Lines in which "Where" appears should be pulled from the data below.

[Records from a dataset]
========================================================================
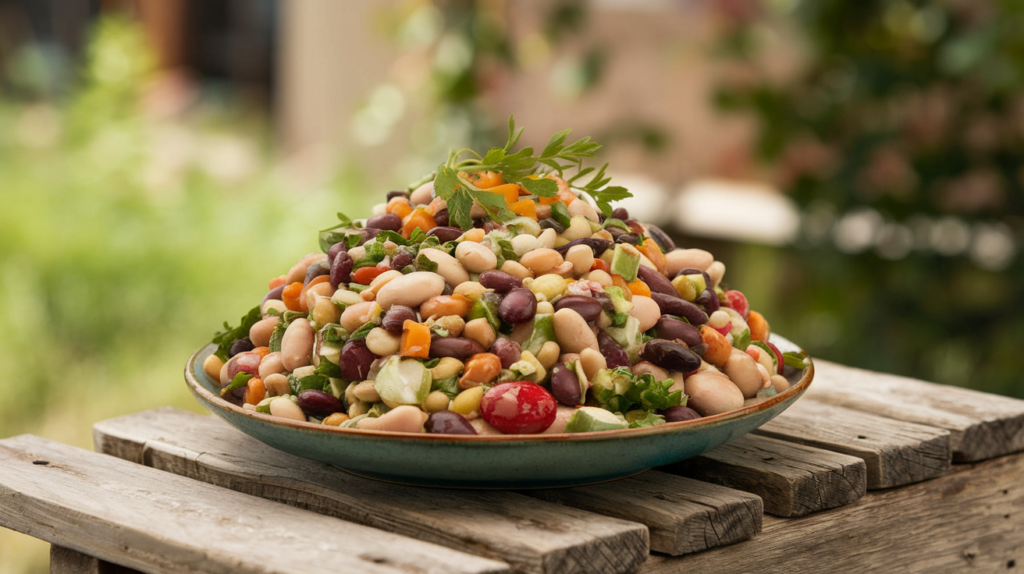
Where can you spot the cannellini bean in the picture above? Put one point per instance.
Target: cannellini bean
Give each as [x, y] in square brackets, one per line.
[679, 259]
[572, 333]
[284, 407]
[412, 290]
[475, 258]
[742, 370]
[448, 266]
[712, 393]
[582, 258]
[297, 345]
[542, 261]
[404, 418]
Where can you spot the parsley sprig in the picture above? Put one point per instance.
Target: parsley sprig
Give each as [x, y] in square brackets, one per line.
========================================================================
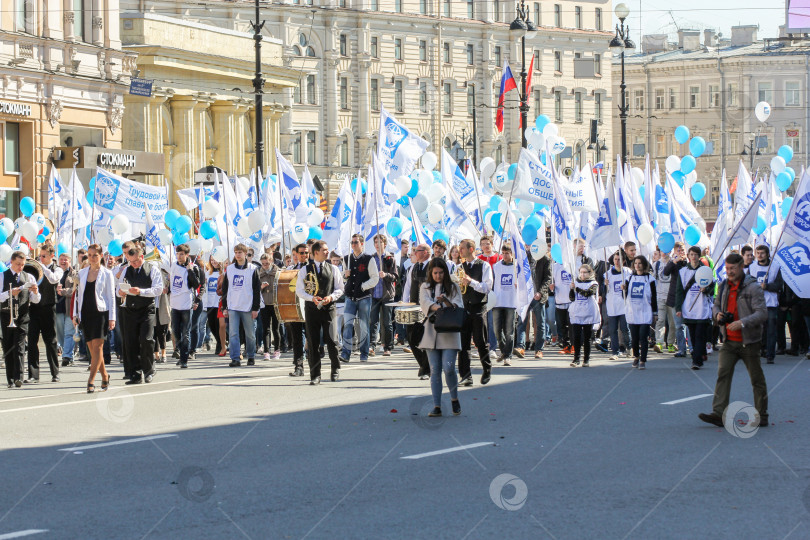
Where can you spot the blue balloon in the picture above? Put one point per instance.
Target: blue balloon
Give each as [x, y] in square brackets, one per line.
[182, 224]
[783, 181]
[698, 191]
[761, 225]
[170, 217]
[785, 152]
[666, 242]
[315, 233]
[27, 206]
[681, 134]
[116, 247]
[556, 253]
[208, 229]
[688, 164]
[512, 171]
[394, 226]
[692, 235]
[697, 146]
========================================================================
SOLUTION FOR THIS TASK
Where can you spot the cannellini bean in the picture above? Put one point per instance.
Where can you spot the parsley sprig in the picture above? Put one point per instance.
Where can you spot the blue balloon in the picture above? Put one point per instance.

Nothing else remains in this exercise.